- REQUIRED TASK A:
Read the notes on global inequality below and decide whether each statement agrees with them: (i) TNCs are listed as an internal booster of economic development; (ii) emerging countries are described as having rapid economic growth; (iii) free speech belongs to the political strand of development. For each, answer yes or no and quote the words from the notes that settle it.
- REQUIRED TASK B:
Carry the notes on global inequality forward from their last line, keeping the same summary style.

- ARTICLE:
▼
Global Inequality Edexcel GCSE Geography B - Summary Notes

Defining & Measuring Development

  • Development: Progress of a country becoming economically and technologically advanced, improving quality of life (happiness, education, income, rights, access to clean water, health).
  • Strands of Development:
    • Economic: Pay, living standards, productivity.
    • Demographic: Life expectancy, birth control, migration rights.
    • Social: Equal opportunities, access to services.
    • Cultural: Education, diversity, traditions.
    • Political: Free speech, democracy, human rights.
    • Environmental: Pollution controls, conservation.

Economic Development

  • Key to overall development, dependent on:

    • Resources: Natural (minerals, climate) & human (workers, technology).
    • Internal Boosters: Government intervention, businesses.
    • External Boosters: TNCs, globalization, international agencies.
  • Development Can Occur Through:

    • Investment in agriculture (tractors, fertilizers, etc.)
    • Improvements in power supplies to rural areas.
    • Improvements in access to education for females and overall literacy rates.
  • Levels of Development:

    • Developing: Low human development (LHD), poor quality of life.
    • Emerging: Medium/High human development (HMHD), rapid economic growth.
    • Developed: Very high human development (VHHD), modern industries, good living standards.

Measuring Development

  • Measured using indicators; hard to measure due to features/strands it covers.

  • Economic Indicators

    • Employment, income, wealth, savings, spending, trade, resources, pollution controls, and conservation
  • Social Indicators

    • Quality of life, social well-being, equal opportunities, diversity, traditions, heritage.
▲
- MATERIAL:
▼
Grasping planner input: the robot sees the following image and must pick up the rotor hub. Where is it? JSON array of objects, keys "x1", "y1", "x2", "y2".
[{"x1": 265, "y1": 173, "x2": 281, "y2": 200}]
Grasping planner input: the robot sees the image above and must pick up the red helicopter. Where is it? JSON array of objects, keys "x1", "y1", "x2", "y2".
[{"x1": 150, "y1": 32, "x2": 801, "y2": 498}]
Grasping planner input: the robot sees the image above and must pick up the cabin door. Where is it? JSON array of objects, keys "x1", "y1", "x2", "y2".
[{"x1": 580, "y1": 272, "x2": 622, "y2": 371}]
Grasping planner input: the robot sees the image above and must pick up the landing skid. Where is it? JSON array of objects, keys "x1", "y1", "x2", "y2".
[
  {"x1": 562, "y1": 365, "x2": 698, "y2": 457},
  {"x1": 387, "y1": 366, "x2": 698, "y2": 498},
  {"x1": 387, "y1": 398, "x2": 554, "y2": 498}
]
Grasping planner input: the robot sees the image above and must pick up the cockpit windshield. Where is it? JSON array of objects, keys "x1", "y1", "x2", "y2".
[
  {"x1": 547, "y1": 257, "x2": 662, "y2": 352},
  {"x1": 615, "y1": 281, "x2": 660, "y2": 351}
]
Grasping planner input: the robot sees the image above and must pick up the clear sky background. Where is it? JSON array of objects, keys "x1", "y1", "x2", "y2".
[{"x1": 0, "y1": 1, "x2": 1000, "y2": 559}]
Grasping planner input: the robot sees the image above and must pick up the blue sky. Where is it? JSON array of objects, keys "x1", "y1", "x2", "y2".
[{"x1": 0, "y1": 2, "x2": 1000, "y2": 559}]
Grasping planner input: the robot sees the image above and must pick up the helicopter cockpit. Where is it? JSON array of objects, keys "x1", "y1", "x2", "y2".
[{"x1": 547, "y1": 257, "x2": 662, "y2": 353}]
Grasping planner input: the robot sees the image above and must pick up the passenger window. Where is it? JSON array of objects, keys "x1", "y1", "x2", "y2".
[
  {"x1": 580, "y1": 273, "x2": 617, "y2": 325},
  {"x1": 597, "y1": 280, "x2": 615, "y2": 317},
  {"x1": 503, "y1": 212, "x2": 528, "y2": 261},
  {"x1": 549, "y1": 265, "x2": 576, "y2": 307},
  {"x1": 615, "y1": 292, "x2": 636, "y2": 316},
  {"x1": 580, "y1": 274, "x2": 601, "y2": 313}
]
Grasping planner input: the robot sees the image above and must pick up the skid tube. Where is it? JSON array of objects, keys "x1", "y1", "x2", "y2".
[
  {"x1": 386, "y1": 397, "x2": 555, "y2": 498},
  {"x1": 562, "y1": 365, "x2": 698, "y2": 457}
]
▲
- ANSWER A:
(i) No: "External Boosters: TNCs, globalization, international agencies."
(ii) Yes: "Emerging: Medium/High human development (HMHD), rapid economic growth."
(iii) Yes: "Political: Free speech, democracy, human rights."

- ANSWER B:
  • Key Measures:

    • Gross Domestic Product (GDP): Total value of a country's output of goods and services in a year.
    • GDP per capita: GDP divided by the country's population.
    • Gross National Income (GNI): Total income received by a country from its residents and businesses.
    • GNI per head: GNI dividend by number of people living in that country.
    • Human Development Index (HDI): Uses life expectancy, literacy, education, and GNI (score 0-1).
    • Indices of political corruption

Social Measures of Development

  • Literacy Rate: Percentage of adults who can read and write.
  • Life Expectancy: Average years a person is expected to live.
  • Birth Rate: Live births per 1,000 population.
  • Infant Mortality Rate: Deaths of children under one year per 1,000 births.
  • Death Rate: Deaths per 1,000 population.
  • Access to Safe Water: Percentage of people with access to safe drinking water.
  • People per Doctor

Demographic Transition Model (DTM)

  • Illustrates stages of population change as countries develop.
  • Based on changes in Western countries.
  • Stages:
    • Stage 1: High birth/death rates, low total population. Traditional rainforest tribes.
    • Stage 2: High birth rates, falling death rates, rising population. Afghanistan.
    • Stage 3: Falling birth rates, low death rates, rapidly increasing population. Nigeria.
    • Stage 4: Low birth/death rates, high, slowly increasing population. USA.
    • Stage 5: Death rate exceeds birth rate. South Korea.

Population Pyramids

  • Displays age and gender structure of a population.
  • Used to assess needs for healthcare, education, etc.
  • Key Groups:
    • Young dependents
    • Old dependents
    • Economically Active (Working population)
  • Dependency Ratio: dependency ratio = \frac{young dependents + old dependents}{working population} × 100

Global Inequality in Development Factors

  • Environmental: Climate, topography, landlocked status.
  • Social: Healthcare, education, demography, poverty.
  • Political/Economic: Governance, international relations, corruption.
    *Historical: Colonialism, neo-colonialism, trade.

Consequences of Global Inequalities

  • Cycle of Wealth: Economic development creates wealth, leading to further development with stable government.
  • Income Inequalities: Imbalance between rich and poor.
  • Migration: Movement due to uneven development.

Causes of International Migration

  • Economic: Search for better pay/opportunities.
  • Social: Lack of clean water/healthcare.
  • Political: Desire for safer, less corrupt countries.
  • Environmental: Vulnerability to natural disasters.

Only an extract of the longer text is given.